• EXCERPTED TEXT:
------------------------------------------------

Investigative reporting won new attention in the wake of the Watergate exposures of the 1970s, but few focused on the role of teamwork. Given the historiographical tendency to declare the Muckraking Era of the early 1900s the dawn of investigative reporting, this limitation of the popular reaction to Watergate was not surprising. In the twentieth century, the concept of team journalism is more often associated with "Time" magazine's institutionalized system of stringers, section editors, researchers, senior editors, and so on, than with such dynamic duos as Drew Pearson and Jack Anderson or Woodstein (Bob Woodward and Carl Bernstein). Early episodes in team reporting shared a key variable which sets them apart from the common run of "tour-guide reporting" where teams or individual reporters thoroughly describe the smells, sights, and sounds of the various locations under investigation. In each of the three cases examined--"Crowding the Poor/Appalling Pictures of Tenement-House Life"; the "Hell Hole" investigations; and the expose of the swill milk trade in New York--editors wanted a detailed investigation of several locations in a short time so that the separate scenes might be combined in a single article. In literary style and reporting technique, the team reports relied heavily on the elements characteristic of other tour-guide reporting. Using more reporters provided a more concentrated look at more scenes at the same time. The results in these cases were colorful, provocative stories of unusual sensory impact. (Forty-three notes are included.) (RAE)

------------------------------------------------

• EXTRACTED MATERIAL:
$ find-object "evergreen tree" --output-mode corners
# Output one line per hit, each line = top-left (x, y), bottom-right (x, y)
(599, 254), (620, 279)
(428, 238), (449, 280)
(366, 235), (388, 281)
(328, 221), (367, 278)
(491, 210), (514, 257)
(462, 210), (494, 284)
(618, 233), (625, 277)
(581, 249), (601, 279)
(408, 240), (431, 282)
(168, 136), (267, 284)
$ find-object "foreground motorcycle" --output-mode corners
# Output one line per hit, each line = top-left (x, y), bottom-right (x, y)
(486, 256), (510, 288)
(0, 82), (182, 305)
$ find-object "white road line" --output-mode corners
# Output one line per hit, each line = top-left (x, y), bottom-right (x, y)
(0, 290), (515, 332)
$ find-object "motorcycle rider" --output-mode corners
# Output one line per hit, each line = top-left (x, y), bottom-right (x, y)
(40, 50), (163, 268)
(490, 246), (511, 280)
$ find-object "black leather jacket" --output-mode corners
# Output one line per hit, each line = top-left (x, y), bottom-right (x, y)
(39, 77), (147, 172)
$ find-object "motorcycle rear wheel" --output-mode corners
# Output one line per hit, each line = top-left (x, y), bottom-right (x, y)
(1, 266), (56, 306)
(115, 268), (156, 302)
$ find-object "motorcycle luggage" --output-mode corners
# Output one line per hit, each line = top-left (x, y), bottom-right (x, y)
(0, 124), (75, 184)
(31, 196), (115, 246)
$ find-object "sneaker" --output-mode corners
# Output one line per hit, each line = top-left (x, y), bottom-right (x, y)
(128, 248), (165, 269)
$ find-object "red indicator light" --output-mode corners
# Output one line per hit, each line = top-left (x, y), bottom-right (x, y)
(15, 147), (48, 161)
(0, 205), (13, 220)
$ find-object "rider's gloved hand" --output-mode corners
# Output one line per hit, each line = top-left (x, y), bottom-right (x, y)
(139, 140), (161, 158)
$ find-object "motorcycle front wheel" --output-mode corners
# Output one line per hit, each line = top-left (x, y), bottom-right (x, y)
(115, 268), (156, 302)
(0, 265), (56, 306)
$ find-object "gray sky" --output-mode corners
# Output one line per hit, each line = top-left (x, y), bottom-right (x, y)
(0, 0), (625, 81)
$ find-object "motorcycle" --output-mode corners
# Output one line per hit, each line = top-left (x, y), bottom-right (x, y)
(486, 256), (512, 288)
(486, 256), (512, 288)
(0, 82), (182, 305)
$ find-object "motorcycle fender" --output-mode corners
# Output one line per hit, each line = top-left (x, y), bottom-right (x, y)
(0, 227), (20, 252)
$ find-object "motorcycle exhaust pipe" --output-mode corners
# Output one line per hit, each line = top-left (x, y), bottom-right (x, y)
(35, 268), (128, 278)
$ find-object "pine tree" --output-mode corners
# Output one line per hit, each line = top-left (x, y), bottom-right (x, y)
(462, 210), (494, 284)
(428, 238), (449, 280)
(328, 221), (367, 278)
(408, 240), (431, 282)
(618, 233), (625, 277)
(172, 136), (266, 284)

------------------------------------------------

• REQUIRED TASK: Please list every person named in the abstract on team reporting.

• RESULT OF THE EXERCISE: Drew Pearson, Jack Anderson, Bob Woodward, Carl Bernstein